GIVEN PROBLEM A ::
In the Pinterest passage, what does the writer say the goal is, instead of perfection?
GIVEN PROBLEM B ::
Reproduce word for word the part of the Pinterest passage that starts at "Why Pinterest Perfect" and ends at "some have filters.".

PASSAGE TO READ ::
Have you been on Pinterest lately? There are all kinds of really cute projects, activities, and ideas to do with the kids. I love looking and pinning things! When I try them, though, things do not always (ok, almost never) look as “Pinterest Perfect” as the image I pinned. I have had quite a few of my very own “Pinterest Fails”. I wish I had photographed some of them so that I could show you. I’m ok with “Pinterest Fails” because if you and your kids have fun doing them, they turn into “Mom Wins,” which is far more important! So often, we get caught up in doing things “right” that we forget to have fun with it. Perfection is not the goal. Making memories and enjoying your kids is the goal.
Why Pinterest Perfect Is an Illusion
We all want to make good impressions. I am no exception to that. As a blogger, Pinterest is one of the tools that I am in the process of trying to develop a following on to drive traffic to my blog. (If you want to follow me, there is a link in the sidebar!) I want to give you high-quality content that you enjoy reading. I want you to come back when I post more articles. In order to accomplish that, I endeavor to make my Pinterest graphics look as nice and appealing as possible. Those pretty pictures are edited, cropped, and some have filters.

INFORMATION PROVIDED ::
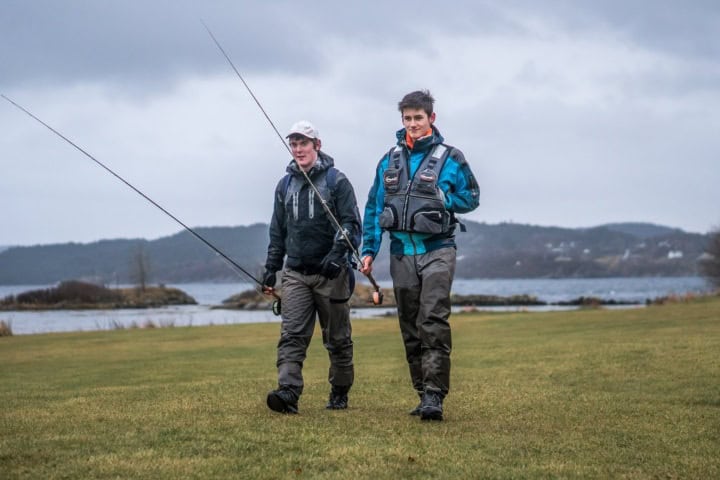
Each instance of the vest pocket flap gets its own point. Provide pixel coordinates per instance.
(430, 221)
(388, 218)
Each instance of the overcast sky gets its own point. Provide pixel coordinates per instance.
(571, 113)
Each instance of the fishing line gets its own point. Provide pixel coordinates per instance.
(377, 295)
(229, 260)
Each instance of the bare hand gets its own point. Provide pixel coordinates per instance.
(366, 267)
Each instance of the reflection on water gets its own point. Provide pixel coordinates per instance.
(207, 294)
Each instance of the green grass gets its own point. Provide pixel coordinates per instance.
(583, 394)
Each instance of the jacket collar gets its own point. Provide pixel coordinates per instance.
(421, 144)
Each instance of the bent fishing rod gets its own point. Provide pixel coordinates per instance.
(377, 295)
(230, 261)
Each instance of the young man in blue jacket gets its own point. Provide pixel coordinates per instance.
(419, 186)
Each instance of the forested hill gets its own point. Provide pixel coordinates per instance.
(506, 250)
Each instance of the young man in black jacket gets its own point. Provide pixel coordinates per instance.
(317, 278)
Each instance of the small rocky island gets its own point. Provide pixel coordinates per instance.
(76, 295)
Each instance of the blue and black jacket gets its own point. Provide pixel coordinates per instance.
(456, 181)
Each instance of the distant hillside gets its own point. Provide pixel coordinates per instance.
(641, 230)
(505, 250)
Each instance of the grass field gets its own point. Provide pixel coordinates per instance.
(582, 394)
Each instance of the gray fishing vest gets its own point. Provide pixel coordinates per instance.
(418, 204)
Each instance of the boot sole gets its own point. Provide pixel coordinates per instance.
(277, 404)
(431, 414)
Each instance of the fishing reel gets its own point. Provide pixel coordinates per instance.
(377, 297)
(276, 307)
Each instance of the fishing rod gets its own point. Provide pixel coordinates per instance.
(377, 297)
(230, 261)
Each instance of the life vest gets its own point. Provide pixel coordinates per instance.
(418, 204)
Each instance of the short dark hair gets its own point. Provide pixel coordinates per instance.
(417, 99)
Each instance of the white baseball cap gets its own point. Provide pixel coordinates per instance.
(304, 128)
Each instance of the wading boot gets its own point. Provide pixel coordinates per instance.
(283, 400)
(431, 406)
(415, 412)
(338, 398)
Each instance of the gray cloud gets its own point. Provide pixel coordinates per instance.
(571, 113)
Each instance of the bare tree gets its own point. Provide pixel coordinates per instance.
(710, 261)
(140, 267)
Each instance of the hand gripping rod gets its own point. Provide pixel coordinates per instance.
(229, 260)
(377, 295)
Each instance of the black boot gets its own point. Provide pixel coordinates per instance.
(431, 406)
(415, 412)
(283, 400)
(338, 398)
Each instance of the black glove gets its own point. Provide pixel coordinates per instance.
(269, 279)
(332, 265)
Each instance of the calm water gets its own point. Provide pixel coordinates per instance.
(207, 294)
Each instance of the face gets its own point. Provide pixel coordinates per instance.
(304, 151)
(417, 122)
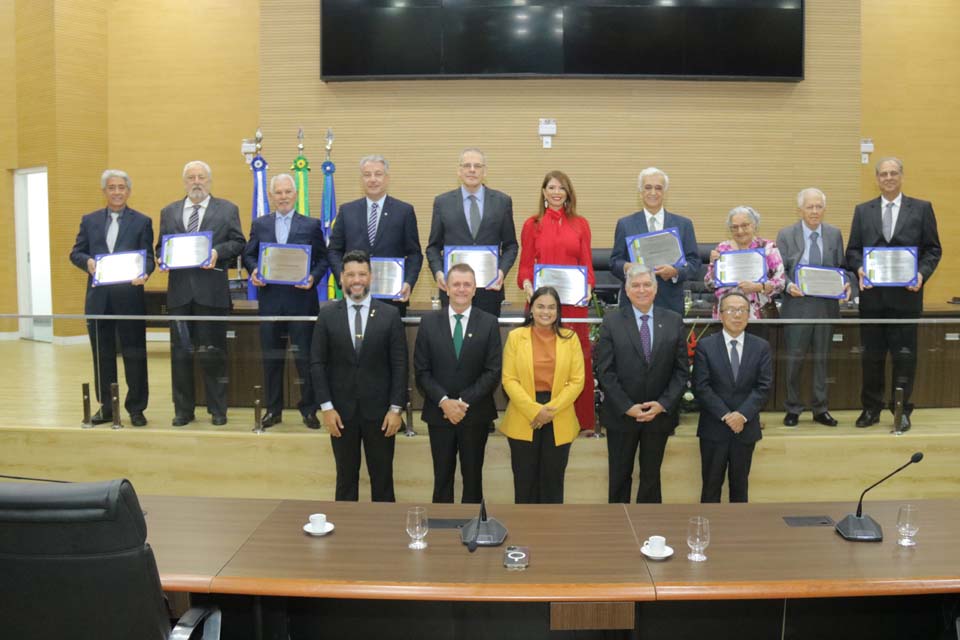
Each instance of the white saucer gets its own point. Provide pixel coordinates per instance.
(667, 552)
(309, 529)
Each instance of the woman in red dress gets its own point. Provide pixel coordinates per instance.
(557, 235)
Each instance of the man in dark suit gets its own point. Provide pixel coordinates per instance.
(642, 367)
(653, 184)
(113, 229)
(810, 241)
(379, 224)
(200, 291)
(732, 375)
(286, 226)
(473, 215)
(892, 220)
(457, 360)
(359, 368)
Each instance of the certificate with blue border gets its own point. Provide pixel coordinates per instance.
(119, 268)
(284, 263)
(743, 265)
(186, 250)
(485, 260)
(890, 266)
(657, 249)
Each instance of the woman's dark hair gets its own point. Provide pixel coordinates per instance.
(547, 291)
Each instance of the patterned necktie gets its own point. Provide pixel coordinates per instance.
(372, 223)
(814, 257)
(458, 334)
(113, 230)
(194, 225)
(474, 216)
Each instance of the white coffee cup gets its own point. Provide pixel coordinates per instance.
(657, 545)
(318, 522)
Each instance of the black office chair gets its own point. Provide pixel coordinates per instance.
(74, 563)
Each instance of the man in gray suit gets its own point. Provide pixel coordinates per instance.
(200, 291)
(473, 215)
(810, 241)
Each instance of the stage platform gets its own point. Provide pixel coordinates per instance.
(40, 436)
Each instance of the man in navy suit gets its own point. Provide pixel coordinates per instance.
(379, 224)
(473, 215)
(359, 367)
(458, 360)
(892, 220)
(286, 226)
(653, 184)
(732, 375)
(109, 230)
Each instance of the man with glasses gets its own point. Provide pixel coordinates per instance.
(892, 220)
(473, 215)
(732, 376)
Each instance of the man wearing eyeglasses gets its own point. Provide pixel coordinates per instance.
(732, 376)
(475, 215)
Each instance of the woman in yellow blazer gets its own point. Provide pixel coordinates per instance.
(542, 376)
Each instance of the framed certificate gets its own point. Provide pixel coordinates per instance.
(186, 250)
(734, 267)
(284, 263)
(119, 267)
(657, 249)
(485, 260)
(821, 282)
(890, 266)
(570, 282)
(386, 278)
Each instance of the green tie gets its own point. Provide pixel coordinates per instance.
(458, 334)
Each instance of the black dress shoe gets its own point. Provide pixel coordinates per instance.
(269, 420)
(180, 421)
(825, 419)
(868, 418)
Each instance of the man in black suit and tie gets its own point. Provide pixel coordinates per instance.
(892, 220)
(642, 367)
(653, 184)
(113, 229)
(458, 360)
(473, 215)
(810, 241)
(359, 368)
(286, 226)
(200, 291)
(379, 224)
(732, 375)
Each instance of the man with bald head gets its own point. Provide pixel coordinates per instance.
(200, 291)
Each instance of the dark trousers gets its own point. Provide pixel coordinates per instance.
(622, 446)
(900, 340)
(207, 341)
(539, 466)
(377, 451)
(470, 442)
(133, 348)
(728, 457)
(273, 344)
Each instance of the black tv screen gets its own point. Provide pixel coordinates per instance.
(721, 39)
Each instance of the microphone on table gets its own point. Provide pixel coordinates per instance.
(861, 528)
(482, 531)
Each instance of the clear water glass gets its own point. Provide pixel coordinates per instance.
(698, 538)
(907, 525)
(417, 527)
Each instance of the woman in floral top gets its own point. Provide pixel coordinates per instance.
(743, 223)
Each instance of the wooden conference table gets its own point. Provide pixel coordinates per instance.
(585, 559)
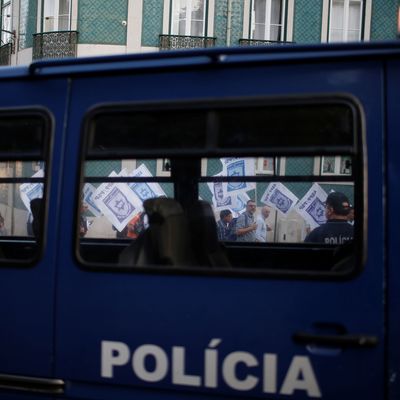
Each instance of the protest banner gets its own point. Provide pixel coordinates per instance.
(88, 192)
(312, 206)
(30, 191)
(236, 167)
(117, 202)
(145, 190)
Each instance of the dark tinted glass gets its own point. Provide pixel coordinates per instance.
(222, 128)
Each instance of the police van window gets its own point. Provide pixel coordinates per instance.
(249, 186)
(24, 143)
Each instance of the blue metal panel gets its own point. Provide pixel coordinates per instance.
(393, 220)
(249, 315)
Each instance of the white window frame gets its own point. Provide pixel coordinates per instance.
(365, 20)
(188, 18)
(51, 13)
(6, 21)
(336, 166)
(262, 169)
(268, 24)
(208, 20)
(287, 20)
(160, 171)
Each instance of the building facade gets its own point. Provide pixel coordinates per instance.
(40, 29)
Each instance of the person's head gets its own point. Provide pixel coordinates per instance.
(265, 211)
(337, 206)
(350, 216)
(226, 216)
(251, 206)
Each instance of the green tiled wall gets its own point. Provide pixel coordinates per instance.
(27, 23)
(100, 21)
(307, 21)
(237, 21)
(152, 22)
(384, 19)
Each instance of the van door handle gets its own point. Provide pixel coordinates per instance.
(335, 340)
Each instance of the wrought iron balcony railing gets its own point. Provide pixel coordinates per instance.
(171, 42)
(255, 42)
(55, 44)
(5, 54)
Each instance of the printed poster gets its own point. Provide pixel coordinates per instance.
(312, 206)
(279, 197)
(30, 191)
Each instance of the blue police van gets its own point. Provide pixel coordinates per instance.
(114, 173)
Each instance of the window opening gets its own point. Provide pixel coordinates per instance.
(275, 174)
(345, 20)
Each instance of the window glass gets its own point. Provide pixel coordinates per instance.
(188, 17)
(6, 22)
(56, 14)
(249, 182)
(267, 20)
(345, 20)
(23, 151)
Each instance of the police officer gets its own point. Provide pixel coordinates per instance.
(336, 230)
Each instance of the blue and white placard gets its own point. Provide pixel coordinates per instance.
(312, 206)
(279, 197)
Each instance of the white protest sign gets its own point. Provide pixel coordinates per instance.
(88, 192)
(145, 190)
(279, 197)
(312, 206)
(117, 202)
(236, 167)
(30, 191)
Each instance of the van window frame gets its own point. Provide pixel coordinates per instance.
(360, 178)
(47, 120)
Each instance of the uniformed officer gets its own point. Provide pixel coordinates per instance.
(336, 230)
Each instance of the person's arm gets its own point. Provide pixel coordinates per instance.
(241, 229)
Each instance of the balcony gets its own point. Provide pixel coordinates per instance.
(5, 53)
(55, 45)
(256, 42)
(172, 42)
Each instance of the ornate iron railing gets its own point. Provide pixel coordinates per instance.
(5, 53)
(55, 44)
(254, 42)
(171, 42)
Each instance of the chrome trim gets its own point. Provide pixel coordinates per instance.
(31, 384)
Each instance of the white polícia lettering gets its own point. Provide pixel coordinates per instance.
(179, 377)
(229, 370)
(211, 364)
(113, 354)
(299, 377)
(160, 363)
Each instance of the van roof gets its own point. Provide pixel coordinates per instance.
(204, 57)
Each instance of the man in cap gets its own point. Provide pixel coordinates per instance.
(336, 230)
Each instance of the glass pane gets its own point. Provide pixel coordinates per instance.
(281, 212)
(259, 32)
(110, 209)
(354, 15)
(336, 35)
(276, 12)
(260, 11)
(198, 10)
(197, 28)
(16, 199)
(337, 15)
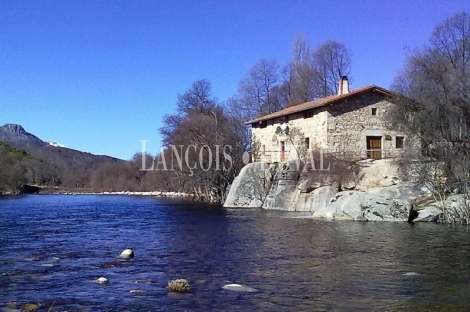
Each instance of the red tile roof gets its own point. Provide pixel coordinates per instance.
(329, 100)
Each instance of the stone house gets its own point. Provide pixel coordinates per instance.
(349, 125)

WRITTEN ANSWER A ::
Making memories and enjoying your kids.

WRITTEN ANSWER B ::
Why Pinterest Perfect Is an Illusion
We all want to make good impressions. I am no exception to that. As a blogger, Pinterest is one of the tools that I am in the process of trying to develop a following on to drive traffic to my blog. (If you want to follow me, there is a link in the sidebar!) I want to give you high-quality content that you enjoy reading. I want you to come back when I post more articles. In order to accomplish that, I endeavor to make my Pinterest graphics look as nice and appealing as possible. Those pretty pictures are edited, cropped, and some have filters.